* **Exercise material**:
______

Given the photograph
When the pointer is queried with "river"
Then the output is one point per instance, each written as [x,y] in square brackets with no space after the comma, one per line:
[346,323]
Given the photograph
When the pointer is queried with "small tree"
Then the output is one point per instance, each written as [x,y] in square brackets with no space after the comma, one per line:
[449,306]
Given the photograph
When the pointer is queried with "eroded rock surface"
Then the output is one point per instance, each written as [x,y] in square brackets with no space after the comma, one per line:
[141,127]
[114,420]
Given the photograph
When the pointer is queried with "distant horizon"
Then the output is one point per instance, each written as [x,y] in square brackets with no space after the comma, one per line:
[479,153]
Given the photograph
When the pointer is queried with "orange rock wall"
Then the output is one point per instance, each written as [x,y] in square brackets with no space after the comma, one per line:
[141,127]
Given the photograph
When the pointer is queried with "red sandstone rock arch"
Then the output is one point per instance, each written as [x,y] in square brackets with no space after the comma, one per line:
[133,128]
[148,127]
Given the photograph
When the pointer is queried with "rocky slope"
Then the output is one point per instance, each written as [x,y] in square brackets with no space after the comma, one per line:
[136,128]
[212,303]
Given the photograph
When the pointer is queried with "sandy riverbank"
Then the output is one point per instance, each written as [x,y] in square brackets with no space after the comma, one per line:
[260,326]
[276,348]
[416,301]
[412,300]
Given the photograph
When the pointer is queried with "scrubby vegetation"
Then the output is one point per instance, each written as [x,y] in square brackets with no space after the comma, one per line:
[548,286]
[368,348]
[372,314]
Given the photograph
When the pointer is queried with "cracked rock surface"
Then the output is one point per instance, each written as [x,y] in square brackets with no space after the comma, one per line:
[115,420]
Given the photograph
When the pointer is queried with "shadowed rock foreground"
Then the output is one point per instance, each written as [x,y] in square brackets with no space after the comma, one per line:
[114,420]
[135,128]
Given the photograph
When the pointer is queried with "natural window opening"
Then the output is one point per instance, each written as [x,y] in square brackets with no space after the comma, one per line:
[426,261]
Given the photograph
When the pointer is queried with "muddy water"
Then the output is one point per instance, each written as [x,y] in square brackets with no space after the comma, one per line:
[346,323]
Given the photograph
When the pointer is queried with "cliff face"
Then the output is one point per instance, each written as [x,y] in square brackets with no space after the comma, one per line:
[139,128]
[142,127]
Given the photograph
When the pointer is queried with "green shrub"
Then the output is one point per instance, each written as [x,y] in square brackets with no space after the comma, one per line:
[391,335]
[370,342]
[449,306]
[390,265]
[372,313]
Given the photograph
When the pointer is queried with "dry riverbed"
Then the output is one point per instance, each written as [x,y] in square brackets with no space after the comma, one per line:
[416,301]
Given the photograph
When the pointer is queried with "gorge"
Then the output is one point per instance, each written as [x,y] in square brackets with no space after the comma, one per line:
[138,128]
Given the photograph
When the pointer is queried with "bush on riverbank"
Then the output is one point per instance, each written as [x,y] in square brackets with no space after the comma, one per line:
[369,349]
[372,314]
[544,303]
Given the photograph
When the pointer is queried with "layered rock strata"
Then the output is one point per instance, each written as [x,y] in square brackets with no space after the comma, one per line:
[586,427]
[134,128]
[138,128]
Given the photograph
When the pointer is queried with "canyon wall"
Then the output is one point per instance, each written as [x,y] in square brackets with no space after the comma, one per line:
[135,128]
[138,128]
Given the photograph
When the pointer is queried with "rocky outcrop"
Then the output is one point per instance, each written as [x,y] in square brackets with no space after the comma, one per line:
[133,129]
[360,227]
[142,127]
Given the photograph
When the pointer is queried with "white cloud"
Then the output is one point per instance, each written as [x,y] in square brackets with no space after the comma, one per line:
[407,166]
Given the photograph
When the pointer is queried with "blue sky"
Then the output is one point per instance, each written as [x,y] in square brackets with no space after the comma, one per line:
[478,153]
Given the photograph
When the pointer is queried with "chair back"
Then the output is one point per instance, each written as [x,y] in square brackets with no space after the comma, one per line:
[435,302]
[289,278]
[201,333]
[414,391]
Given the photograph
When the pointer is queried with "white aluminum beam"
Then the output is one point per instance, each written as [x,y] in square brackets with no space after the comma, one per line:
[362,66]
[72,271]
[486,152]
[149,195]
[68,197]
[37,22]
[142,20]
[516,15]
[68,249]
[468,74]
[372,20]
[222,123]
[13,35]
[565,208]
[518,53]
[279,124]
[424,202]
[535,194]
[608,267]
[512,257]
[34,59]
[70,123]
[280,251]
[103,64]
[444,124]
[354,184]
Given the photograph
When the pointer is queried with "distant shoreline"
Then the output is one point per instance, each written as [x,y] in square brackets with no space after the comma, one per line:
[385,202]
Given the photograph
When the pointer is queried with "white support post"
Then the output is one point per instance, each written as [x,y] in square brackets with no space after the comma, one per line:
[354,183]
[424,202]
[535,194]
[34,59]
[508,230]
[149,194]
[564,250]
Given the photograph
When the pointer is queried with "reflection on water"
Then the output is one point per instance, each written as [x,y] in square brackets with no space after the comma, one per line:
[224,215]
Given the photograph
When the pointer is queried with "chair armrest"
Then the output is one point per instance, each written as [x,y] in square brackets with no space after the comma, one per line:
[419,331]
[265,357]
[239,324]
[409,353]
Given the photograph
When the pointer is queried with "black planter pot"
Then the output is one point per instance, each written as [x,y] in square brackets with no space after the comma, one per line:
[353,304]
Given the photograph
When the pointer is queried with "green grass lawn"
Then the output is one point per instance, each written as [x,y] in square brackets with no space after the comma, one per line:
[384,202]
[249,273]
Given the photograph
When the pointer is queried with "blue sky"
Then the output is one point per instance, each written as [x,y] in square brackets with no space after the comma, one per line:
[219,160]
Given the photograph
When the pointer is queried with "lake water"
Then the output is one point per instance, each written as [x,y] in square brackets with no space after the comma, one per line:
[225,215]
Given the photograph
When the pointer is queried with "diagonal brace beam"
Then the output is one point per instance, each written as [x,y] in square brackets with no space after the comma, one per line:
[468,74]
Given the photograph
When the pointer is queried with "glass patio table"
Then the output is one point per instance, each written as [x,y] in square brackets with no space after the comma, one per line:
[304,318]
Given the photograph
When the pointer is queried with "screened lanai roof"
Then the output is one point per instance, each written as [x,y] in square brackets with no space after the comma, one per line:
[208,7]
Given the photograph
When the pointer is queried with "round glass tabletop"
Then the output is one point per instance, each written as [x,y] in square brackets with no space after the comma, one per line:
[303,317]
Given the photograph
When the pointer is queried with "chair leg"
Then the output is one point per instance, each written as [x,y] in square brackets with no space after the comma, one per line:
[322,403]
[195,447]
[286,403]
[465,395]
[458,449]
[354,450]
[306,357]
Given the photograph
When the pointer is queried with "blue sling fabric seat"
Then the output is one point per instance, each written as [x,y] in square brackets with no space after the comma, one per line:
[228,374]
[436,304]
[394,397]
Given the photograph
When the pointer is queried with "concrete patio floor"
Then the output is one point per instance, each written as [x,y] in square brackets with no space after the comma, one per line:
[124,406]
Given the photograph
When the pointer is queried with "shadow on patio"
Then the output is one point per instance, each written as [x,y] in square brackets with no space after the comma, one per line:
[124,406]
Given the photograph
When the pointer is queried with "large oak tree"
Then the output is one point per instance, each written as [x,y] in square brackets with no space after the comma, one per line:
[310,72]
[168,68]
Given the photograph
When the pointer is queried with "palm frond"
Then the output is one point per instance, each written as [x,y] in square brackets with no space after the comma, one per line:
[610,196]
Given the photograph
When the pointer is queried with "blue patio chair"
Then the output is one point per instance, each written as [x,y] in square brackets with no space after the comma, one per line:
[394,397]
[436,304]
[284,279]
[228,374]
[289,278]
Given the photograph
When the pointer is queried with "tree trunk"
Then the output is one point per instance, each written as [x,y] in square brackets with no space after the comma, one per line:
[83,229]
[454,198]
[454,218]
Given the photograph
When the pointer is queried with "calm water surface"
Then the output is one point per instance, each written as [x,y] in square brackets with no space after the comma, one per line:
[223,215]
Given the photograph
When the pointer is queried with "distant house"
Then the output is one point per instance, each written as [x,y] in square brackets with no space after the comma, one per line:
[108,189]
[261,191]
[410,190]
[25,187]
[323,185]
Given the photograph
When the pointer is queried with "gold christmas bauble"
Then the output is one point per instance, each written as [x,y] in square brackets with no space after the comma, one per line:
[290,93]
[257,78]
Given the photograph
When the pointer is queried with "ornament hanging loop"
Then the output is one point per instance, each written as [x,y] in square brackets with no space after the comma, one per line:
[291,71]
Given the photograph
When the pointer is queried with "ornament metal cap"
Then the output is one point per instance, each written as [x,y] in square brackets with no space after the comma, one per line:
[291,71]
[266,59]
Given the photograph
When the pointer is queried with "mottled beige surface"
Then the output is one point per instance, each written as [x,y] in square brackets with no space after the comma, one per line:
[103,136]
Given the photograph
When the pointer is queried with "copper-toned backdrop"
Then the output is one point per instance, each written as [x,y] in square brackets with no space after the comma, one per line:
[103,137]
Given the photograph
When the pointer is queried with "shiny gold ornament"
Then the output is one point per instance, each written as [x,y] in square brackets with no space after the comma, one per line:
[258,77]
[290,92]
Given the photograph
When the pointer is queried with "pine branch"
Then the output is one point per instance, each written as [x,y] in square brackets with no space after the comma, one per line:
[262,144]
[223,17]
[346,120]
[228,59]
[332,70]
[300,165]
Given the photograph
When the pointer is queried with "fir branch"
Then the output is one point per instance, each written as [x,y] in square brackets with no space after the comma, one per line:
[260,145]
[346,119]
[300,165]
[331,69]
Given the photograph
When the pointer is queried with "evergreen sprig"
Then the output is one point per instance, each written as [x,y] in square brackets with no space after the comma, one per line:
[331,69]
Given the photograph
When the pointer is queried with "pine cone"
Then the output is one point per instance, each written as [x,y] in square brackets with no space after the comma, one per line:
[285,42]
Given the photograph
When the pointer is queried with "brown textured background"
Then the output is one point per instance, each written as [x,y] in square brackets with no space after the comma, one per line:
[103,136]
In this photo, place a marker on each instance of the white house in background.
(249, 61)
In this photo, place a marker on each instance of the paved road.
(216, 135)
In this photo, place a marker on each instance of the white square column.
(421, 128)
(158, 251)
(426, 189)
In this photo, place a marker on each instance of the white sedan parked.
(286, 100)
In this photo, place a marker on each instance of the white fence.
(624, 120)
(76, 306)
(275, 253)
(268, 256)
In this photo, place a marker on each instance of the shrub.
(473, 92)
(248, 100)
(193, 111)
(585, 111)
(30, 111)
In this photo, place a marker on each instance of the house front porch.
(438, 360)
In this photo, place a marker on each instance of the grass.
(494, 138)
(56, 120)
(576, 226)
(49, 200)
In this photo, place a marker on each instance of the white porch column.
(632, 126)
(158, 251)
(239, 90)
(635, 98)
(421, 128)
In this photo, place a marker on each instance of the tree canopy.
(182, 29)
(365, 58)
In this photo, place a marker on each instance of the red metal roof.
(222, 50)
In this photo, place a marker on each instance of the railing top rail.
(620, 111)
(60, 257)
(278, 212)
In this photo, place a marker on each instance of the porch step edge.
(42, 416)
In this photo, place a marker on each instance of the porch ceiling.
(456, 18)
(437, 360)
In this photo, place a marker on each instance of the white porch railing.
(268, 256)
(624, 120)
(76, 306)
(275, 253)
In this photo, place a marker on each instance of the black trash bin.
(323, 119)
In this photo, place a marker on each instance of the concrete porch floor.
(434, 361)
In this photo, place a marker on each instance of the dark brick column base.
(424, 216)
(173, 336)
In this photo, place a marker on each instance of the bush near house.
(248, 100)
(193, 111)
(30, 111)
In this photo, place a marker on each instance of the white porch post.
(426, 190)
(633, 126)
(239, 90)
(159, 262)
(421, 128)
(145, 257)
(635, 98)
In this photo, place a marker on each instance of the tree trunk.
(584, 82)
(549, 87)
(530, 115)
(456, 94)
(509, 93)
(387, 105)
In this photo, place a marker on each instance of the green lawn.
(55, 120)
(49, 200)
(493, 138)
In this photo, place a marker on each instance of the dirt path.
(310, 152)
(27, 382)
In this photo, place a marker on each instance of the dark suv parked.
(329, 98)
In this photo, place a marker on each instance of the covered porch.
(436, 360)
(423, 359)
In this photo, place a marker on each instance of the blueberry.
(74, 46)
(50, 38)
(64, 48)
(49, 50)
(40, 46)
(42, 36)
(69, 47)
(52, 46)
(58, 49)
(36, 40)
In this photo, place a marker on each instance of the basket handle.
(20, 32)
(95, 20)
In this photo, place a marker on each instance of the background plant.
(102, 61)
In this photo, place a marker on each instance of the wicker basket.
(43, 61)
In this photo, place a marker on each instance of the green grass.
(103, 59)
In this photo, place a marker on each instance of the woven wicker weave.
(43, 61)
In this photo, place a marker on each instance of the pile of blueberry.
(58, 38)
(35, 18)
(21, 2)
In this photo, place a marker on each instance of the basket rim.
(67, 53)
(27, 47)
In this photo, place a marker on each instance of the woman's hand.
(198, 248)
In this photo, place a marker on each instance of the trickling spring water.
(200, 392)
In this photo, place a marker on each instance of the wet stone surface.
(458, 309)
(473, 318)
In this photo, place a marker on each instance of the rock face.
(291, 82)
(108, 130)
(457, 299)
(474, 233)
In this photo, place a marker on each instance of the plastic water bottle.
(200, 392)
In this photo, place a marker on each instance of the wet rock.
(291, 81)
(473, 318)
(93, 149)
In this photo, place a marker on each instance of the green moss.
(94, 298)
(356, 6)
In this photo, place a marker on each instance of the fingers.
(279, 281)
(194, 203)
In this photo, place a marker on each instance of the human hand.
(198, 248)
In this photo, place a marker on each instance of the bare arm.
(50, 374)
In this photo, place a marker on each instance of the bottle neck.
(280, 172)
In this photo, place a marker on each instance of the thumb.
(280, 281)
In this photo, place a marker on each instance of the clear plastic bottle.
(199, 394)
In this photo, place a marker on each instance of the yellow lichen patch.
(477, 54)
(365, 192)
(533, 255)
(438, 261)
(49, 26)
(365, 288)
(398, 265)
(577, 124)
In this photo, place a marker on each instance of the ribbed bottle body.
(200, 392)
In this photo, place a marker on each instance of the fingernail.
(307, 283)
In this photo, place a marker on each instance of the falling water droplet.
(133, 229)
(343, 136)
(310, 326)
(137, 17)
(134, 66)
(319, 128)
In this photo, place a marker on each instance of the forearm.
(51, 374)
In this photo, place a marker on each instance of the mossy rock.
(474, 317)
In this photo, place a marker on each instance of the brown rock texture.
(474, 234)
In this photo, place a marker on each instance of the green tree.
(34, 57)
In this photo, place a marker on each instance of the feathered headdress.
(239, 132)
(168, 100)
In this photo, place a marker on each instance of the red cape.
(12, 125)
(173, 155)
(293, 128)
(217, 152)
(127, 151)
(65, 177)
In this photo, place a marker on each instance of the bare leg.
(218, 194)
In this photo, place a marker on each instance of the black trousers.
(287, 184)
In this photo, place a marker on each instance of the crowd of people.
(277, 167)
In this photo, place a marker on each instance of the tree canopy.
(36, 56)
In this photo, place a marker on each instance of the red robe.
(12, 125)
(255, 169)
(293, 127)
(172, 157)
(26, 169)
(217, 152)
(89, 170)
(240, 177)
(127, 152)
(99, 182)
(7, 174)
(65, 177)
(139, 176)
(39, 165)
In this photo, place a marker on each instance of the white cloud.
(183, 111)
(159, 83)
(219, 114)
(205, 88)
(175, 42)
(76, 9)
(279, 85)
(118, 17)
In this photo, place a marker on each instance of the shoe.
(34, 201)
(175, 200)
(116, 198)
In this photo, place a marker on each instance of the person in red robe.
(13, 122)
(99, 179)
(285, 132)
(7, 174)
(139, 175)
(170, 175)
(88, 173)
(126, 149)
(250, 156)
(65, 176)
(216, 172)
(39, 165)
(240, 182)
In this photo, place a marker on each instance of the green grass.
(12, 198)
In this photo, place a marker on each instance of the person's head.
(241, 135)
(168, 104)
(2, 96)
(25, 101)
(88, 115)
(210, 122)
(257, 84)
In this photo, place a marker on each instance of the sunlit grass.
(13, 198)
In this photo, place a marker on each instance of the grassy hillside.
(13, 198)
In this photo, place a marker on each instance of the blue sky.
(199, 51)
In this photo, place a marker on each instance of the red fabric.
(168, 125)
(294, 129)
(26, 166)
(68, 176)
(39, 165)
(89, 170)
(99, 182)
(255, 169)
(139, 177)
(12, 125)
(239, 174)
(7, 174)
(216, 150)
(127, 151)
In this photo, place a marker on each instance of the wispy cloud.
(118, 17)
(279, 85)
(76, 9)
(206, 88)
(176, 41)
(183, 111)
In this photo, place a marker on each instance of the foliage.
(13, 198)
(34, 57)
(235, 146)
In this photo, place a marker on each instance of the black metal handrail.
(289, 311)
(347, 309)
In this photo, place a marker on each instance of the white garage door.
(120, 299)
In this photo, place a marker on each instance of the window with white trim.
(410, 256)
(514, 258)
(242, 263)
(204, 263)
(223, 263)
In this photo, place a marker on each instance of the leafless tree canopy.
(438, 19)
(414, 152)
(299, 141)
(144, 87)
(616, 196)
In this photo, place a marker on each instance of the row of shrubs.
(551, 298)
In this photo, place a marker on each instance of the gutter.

______

* **Task objective**: Run a filter over the data above and keep each line that contains the word "riverbank".

* **Exercise result**:
When the pointer is queried with "sandy riverbank"
When the pointer is queried with "bush on riverbank"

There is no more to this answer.